本文:
4.7 溶鋼を運ぶ耐熱容器の乾燥状態を中性子で探る
   

図4-13

転炉で精練された高温度の溶鋼を鋳造工程へ運ぶ耐熱容器

 この容器(外径、高さともに約4m)は、外側が鉄板、内側は厚い耐火材(黄色に輝いている部分)でできています。上蓋から吹出しているのがバーナーガスです。バーナーで耐火材乾燥中は、上蓋は閉じています。

図4-14

高感度水分計開発に用いたモデル実験装置

鉄板の外から、この内側にある厚い耐火材中の微量水分をできるだけ感度良く測定するためには、中性子線源と検出器との距離、中性子反射材や減速材などの選定が特に重要です。

図4-15

耐火材加熱乾燥中における中性子計数値の変化

 加熱開始後9時間から16時間にわたる中性子計数値の増加は、内側からのバーナー加熱によって、耐火材中の水分が外側の鉄板に近い方へ移動し検出器に近づくため、同じ水分量でもより効率良く計測されたことを示しています。また、約40時間で良好な乾燥状態になったことがわかります。

[記録データ]
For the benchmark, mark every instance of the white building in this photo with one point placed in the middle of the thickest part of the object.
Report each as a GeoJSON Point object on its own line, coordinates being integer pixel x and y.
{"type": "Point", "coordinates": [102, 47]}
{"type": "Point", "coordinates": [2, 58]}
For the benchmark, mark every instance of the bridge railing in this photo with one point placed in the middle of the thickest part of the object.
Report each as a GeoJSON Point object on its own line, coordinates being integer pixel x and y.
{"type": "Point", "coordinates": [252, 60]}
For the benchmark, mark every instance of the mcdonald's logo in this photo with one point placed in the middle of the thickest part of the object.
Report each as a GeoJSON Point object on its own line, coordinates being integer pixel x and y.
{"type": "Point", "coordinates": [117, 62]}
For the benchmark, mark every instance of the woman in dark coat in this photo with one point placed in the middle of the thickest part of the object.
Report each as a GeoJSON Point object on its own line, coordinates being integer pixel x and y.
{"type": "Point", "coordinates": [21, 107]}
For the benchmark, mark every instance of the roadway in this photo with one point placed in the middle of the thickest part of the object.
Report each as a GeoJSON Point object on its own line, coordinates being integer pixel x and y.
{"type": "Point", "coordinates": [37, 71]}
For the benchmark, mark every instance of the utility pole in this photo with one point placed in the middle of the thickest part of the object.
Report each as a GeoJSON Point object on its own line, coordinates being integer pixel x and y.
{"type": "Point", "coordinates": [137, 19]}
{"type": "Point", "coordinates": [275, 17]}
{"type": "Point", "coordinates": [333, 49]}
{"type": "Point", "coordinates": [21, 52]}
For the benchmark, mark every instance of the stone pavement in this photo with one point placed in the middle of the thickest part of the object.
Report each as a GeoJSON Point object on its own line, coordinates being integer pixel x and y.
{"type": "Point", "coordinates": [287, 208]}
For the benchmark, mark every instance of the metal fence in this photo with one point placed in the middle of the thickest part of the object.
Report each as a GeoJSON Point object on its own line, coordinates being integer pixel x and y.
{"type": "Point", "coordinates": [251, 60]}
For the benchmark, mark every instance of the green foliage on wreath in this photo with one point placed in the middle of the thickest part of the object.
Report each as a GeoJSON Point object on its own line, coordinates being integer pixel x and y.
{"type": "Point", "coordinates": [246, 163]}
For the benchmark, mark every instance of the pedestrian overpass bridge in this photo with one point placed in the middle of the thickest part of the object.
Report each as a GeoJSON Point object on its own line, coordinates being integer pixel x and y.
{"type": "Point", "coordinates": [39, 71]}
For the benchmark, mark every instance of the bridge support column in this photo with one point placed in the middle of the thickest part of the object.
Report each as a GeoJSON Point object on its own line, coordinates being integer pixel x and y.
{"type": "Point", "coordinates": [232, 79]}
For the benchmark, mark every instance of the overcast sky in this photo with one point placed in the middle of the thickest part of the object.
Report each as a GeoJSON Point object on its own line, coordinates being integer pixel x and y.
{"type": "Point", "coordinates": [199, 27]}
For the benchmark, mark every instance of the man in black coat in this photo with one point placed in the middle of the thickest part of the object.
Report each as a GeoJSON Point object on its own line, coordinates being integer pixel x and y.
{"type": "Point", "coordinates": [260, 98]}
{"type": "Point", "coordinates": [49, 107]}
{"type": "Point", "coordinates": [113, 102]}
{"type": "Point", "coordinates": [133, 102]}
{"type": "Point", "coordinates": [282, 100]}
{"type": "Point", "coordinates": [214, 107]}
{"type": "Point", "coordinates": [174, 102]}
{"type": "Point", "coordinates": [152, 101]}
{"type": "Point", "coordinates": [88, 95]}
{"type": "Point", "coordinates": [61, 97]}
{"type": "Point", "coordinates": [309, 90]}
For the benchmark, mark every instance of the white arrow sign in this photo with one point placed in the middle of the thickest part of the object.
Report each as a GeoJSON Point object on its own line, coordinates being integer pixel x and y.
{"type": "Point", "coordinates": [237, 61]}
* * *
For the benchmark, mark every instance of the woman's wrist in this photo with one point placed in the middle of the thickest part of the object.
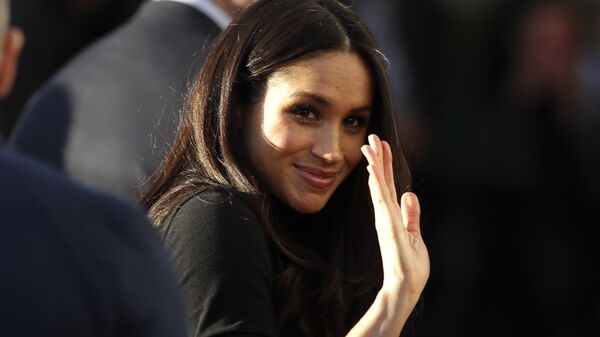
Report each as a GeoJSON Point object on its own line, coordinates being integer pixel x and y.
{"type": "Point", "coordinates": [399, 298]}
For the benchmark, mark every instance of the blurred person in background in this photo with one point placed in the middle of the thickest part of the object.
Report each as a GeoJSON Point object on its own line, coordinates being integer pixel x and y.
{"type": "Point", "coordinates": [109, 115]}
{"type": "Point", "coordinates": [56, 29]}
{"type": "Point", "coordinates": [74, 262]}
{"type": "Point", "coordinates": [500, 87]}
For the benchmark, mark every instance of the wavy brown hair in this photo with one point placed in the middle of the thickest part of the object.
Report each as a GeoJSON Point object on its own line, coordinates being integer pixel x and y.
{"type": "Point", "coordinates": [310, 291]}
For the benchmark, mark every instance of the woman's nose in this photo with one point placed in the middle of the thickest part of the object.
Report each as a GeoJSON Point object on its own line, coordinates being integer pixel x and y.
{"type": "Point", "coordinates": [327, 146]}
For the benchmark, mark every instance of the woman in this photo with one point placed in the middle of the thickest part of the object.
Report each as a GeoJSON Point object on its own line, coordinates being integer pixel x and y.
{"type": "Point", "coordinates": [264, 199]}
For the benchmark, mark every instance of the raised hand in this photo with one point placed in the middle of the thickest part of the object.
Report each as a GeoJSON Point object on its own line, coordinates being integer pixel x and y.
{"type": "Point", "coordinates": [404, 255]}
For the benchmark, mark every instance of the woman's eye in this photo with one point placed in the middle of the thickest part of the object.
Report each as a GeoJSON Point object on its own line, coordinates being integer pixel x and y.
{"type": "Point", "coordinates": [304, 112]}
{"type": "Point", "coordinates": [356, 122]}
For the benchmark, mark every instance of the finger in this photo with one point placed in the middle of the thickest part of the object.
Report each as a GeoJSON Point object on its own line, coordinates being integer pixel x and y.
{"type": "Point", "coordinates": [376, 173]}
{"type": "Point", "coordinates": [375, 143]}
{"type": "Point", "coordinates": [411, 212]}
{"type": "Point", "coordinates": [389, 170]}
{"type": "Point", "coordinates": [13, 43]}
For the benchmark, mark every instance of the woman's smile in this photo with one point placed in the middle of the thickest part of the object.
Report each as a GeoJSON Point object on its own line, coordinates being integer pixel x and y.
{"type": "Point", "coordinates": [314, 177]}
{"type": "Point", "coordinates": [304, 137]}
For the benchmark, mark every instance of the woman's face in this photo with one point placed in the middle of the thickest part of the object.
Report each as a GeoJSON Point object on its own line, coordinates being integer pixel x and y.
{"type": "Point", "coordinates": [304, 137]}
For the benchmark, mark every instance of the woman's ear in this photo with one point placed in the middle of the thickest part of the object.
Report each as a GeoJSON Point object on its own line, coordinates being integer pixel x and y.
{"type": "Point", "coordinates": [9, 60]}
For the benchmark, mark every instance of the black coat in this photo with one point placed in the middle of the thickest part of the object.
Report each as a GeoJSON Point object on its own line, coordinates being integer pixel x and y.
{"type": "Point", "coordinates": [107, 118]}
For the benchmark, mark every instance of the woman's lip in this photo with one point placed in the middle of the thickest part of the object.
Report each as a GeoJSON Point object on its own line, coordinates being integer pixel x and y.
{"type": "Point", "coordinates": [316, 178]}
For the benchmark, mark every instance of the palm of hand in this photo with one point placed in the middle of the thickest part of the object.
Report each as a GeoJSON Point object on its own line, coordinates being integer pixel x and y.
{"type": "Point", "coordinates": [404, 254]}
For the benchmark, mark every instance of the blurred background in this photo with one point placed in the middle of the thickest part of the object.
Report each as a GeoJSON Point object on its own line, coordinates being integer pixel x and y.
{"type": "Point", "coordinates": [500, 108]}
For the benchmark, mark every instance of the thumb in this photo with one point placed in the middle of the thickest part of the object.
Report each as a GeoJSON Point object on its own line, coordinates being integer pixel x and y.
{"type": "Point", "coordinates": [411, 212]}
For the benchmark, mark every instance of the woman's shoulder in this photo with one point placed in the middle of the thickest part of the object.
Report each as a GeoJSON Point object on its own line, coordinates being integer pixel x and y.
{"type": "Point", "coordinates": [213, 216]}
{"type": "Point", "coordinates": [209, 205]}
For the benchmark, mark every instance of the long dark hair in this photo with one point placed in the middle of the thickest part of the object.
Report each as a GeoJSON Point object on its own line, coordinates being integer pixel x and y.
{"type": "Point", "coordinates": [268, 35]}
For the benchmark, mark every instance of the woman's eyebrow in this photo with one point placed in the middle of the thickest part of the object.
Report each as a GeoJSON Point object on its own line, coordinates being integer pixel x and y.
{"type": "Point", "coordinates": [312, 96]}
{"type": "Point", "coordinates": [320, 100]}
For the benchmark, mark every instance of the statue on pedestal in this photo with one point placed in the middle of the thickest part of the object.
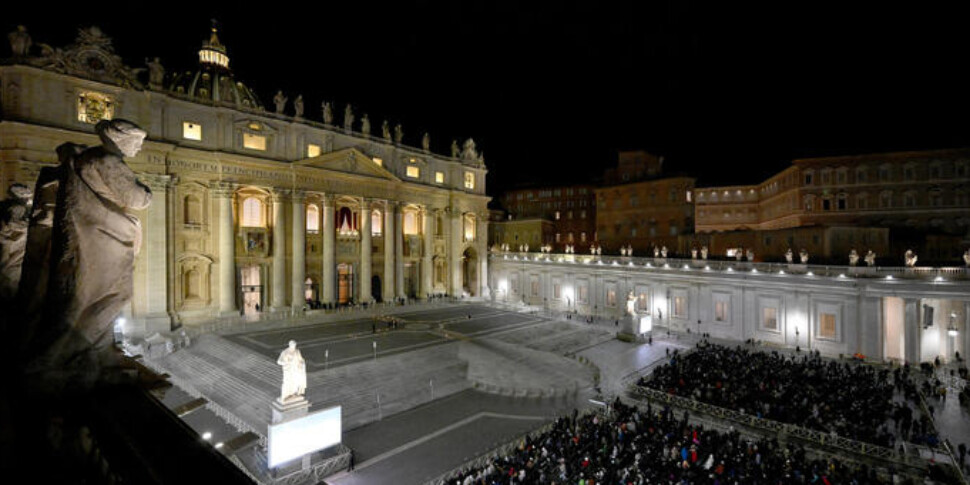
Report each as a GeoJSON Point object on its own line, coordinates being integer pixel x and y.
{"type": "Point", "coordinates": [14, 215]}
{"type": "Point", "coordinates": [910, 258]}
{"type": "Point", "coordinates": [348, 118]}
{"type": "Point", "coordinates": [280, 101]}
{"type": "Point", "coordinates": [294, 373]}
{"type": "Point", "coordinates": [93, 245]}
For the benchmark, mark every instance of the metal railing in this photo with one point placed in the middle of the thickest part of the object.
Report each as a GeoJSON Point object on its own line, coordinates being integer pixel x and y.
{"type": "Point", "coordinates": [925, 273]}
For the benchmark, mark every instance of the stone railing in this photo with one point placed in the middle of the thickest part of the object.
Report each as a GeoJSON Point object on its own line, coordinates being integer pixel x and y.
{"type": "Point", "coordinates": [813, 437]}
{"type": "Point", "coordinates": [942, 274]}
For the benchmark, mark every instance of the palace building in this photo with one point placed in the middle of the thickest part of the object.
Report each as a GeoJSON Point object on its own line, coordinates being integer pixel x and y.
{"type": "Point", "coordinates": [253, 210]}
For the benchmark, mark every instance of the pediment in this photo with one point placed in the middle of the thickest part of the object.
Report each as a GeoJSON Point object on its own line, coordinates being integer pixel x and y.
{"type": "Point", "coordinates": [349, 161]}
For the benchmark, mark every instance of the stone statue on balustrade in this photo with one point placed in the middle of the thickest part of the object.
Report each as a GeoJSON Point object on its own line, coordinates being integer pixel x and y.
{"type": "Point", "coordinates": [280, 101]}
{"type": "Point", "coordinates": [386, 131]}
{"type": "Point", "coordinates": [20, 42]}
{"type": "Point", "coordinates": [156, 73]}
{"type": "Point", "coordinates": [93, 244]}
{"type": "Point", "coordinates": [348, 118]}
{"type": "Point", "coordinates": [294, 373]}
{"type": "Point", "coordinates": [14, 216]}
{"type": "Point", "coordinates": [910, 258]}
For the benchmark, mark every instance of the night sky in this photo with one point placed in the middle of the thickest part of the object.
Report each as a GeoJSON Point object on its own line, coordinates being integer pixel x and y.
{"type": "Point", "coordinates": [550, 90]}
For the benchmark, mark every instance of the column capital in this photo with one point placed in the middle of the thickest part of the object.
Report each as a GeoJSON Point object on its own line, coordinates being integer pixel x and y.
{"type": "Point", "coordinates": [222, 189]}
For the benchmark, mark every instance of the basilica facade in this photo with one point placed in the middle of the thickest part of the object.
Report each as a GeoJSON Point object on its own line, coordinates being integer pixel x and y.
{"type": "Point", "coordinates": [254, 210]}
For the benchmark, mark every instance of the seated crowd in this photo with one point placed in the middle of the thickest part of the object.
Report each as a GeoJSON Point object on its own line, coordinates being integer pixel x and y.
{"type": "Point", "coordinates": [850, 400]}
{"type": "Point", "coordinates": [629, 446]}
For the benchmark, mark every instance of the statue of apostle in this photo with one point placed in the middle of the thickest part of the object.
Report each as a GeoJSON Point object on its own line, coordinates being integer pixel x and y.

作業内容:
A: 耐熱容器の乾燥を中性子で調べる本文から、「4.7 溶鋼を運ぶ耐熱容器の乾燥状態を中性子で探る」から「燥中は、上蓋は閉じています。」までの部分をそのまま書き写してください。
B: 耐熱容器の乾燥を中性子で調べる本文の最後の文に続けて、その先の文章を書いてください。

想定される回答:
A:
4.7 溶鋼を運ぶ耐熱容器の乾燥状態を中性子で探る
   

図4-13

転炉で精練された高温度の溶鋼を鋳造工程へ運ぶ耐熱容器

 この容器(外径、高さともに約4m)は、外側が鉄板、内側は厚い耐火材(黄色に輝いている部分)でできています。上蓋から吹出しているのがバーナーガスです。バーナーで耐火材乾燥中は、上蓋は閉じています。

B:
 製鉄所では溶けた鉄や鋼を運ぶ大型の耐熱容器が用いられます。これらは厚い鉄板の内側に特別な耐火材を張りつめてあり、損傷がひどくなると耐火材を更新する必要があります。その際に、水分を多量に含むセメント状の耐火材を厚く塗りつけた後、ガスバーナーで長時間加熱乾燥します(図4-13)。しかし従来、耐火材中の水分を加熱乾燥時に直接計測する方法がなく、良質の耐火材を作るのに重要な乾燥工程を最良の条件に設定することが困難でした。
 そこで、耐火材中の水分をごく微量まで計測できる、高感度で移動計測可能な水分計を開発しました。モデル実験として、水素を多く含み、かつ位置を容易に変えられる模擬水分としてポリエチレンを使用し、中性子線源と検出器との距離や、中性子反射材や減速材を変えて、水分計の特性を調べました。その結果、鉄反射材と黒鉛減速材の大きさを選び、中性子の多重反射と減速を効果的に利用することで、今までより約6倍測定感度の高い中性子水分計が実現しました。
 これを実際に耐火材乾燥中の耐熱容器の外表面に取りつけ、現場計測実験を行いました。加熱乾燥が進むにつれて水分は耐火材中を移動し、やがて容器外側の鉄板にある多くの小さな孔から、水蒸気となって放出されます。図4-15に示すように、これらに対応した中性子の計数値変化が観測されます。また、この様子が容器壁の場所によっても大きく異なることがわかりました。
 この技術がさらに多くの耐火材乾燥工程の改善や診断に、大いに役立つことが期待されています。


参考文献

富永洋他、微弱放射能中性子源を用いた高感度水素・水分計の開発、第22回日本アイソトープ・放射線総合会議論文集、A340(1996).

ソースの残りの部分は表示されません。